- Exercise goal: These entries are to be set down again exactly.

========

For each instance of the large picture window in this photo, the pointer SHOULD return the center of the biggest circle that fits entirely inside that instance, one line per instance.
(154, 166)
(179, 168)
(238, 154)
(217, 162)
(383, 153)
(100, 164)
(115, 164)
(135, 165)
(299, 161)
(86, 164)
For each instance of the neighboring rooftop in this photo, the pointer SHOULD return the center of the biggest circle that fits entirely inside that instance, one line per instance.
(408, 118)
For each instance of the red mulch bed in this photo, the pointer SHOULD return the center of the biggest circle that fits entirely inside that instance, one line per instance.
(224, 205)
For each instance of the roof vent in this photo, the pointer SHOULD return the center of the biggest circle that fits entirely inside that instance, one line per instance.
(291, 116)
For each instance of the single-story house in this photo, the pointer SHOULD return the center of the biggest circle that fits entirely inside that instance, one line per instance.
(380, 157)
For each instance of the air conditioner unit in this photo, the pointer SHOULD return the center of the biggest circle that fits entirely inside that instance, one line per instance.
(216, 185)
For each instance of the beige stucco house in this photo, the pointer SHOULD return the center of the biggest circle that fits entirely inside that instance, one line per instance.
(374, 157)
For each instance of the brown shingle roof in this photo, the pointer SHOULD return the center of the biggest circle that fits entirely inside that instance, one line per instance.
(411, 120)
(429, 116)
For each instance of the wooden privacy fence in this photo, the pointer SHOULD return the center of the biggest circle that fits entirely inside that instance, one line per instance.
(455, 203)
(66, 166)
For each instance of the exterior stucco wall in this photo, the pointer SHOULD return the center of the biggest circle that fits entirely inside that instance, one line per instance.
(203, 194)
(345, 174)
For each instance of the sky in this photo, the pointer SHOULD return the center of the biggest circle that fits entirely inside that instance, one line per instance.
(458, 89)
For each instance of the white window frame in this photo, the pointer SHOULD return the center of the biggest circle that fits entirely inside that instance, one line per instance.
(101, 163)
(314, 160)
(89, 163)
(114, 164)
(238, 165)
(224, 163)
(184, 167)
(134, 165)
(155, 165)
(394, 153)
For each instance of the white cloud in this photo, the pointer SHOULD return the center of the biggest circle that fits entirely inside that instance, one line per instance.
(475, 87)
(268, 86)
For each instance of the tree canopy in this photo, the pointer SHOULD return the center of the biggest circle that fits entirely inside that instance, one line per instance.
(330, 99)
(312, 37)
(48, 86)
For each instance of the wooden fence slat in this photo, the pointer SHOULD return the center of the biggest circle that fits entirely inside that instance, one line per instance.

========

- Answer box:
For each instance of the large picture window in this photo, the pointer SHOULD return the center of the biggest circle that fits entirely inside that instance, one line per instance.
(154, 166)
(179, 168)
(238, 154)
(217, 162)
(383, 153)
(100, 164)
(115, 164)
(135, 165)
(299, 161)
(86, 164)
For each instance of the neighboring rooftop in this photo, the pointer SHOULD return the center of the biggest circle that fits entirely inside that instance, one line per instance.
(408, 118)
For each instance of the red mulch bed in this photo, the pointer SHOULD return the center of the biggest circle that fits entirely inside that instance, one line per instance.
(224, 205)
For each instance of the roof vent in this photo, the pointer SHOULD return the center of the biggest circle that fits entirely inside that instance, one line per instance.
(291, 116)
For each instance of the single-story house in this photo, the pointer SHOULD return the center of the biggest circle that fits entirely inside that instance, one line per instance.
(380, 157)
For each instance of the air conditioner unit in this photo, the pointer SHOULD return the center of the biggest circle that fits entirely inside that instance, one line per instance.
(216, 185)
For each instance of the beige stucco house in this photo, the pointer SHOULD return the center of the biggest circle that fits entirely inside that instance, one line per instance.
(374, 157)
For each instance of the brown shingle roof in this photo, the pointer SHOULD return the center of the biggest circle that fits entirely inside that instance, one line per instance.
(411, 120)
(429, 116)
For each instance of the wooden privacy fence in this photo, the pointer SHOULD return the center of the biggest circle that fits entirely inside that instance, one line per instance.
(455, 203)
(66, 166)
For each instance of the exterior stucco wall in this photo, the pointer SHOULD return the center of the biggest circle that fits entirely inside that instance, one line per instance.
(203, 194)
(345, 174)
For each instance of the sky in this photo, the pointer SHOULD return the center of the biggest circle that fits entirely inside that instance, one line per instance.
(458, 89)
For each instance of the white window frame in this photo, the pointer SHOULD return the center of the biggest circle that fits entirely inside that instance, one line per instance.
(101, 163)
(314, 160)
(89, 163)
(114, 164)
(238, 165)
(224, 163)
(184, 167)
(134, 165)
(155, 165)
(394, 153)
For each instance of the white cloud in this photo, the pointer SHOULD return the center of the biggest circle that fits entirely inside that instance, one line per instance.
(475, 87)
(268, 86)
For each instance of the tree canopy in this photo, the pointer SHOULD return the center of the biggest circle that fits entirely inside that instance, one line per instance.
(330, 99)
(312, 37)
(48, 86)
For each instance of the wooden fence slat in this photo, the pointer SHOULD return the center of the biggest circle that fits entirely inside that instance, one line per instance.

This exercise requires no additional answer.